> _Exercise details_: The span to copy runs from the line containing "Target: row of window" to the last line below. Copy it exactly, with nothing else.

━━━━━ Data under study ━━━━━

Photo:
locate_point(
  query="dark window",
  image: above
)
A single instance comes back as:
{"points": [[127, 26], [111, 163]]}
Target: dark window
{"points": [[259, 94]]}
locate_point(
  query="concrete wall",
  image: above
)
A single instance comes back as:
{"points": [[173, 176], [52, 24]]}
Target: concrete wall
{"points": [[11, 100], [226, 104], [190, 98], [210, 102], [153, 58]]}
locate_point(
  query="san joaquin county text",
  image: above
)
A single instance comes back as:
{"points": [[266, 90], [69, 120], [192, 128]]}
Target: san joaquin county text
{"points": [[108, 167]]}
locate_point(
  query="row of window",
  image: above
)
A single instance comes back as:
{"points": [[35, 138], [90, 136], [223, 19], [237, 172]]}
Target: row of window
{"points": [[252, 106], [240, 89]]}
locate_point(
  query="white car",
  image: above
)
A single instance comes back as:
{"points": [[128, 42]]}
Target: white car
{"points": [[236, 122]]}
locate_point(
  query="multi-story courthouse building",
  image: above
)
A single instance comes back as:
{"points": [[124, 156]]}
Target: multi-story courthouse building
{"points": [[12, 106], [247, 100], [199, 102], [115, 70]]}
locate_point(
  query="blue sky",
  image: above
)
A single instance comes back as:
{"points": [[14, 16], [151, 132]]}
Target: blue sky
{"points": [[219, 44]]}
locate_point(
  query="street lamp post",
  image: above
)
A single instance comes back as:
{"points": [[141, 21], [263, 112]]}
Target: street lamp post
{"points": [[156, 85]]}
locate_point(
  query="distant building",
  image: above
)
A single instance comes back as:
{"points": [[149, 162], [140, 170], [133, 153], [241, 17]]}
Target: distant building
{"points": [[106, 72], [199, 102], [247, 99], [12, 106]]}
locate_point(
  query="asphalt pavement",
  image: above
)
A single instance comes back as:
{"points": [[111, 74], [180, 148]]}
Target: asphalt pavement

━━━━━

> _Exercise solution_:
Target: row of window
{"points": [[252, 106], [240, 89]]}
locate_point(
  query="white car",
  image: above
)
A single instance comes back as:
{"points": [[128, 42]]}
Target: white car
{"points": [[236, 122]]}
locate_point(
  query="multi-story courthouse building",
  image: above
)
A single instance comes back as:
{"points": [[124, 156]]}
Target: multi-story courthouse building
{"points": [[12, 106], [247, 100], [199, 102], [115, 70]]}
locate_point(
  query="blue sky",
  image: above
)
A single instance comes back as:
{"points": [[14, 16], [151, 132]]}
Target: blue sky
{"points": [[219, 44]]}
locate_point(
  query="street lamp post",
  image: above
)
A single instance comes back as:
{"points": [[141, 21], [263, 112]]}
Target: street lamp post
{"points": [[156, 85]]}
locate_point(
  query="distant building",
  image: above
)
A single instance comes back as:
{"points": [[149, 162], [140, 170], [133, 153], [241, 17]]}
Target: distant building
{"points": [[106, 72], [199, 102], [247, 99], [12, 106]]}
locate_point(
  query="asphalt pavement",
  image: above
)
A single instance comes back as:
{"points": [[111, 74], [180, 148]]}
Target: asphalt pavement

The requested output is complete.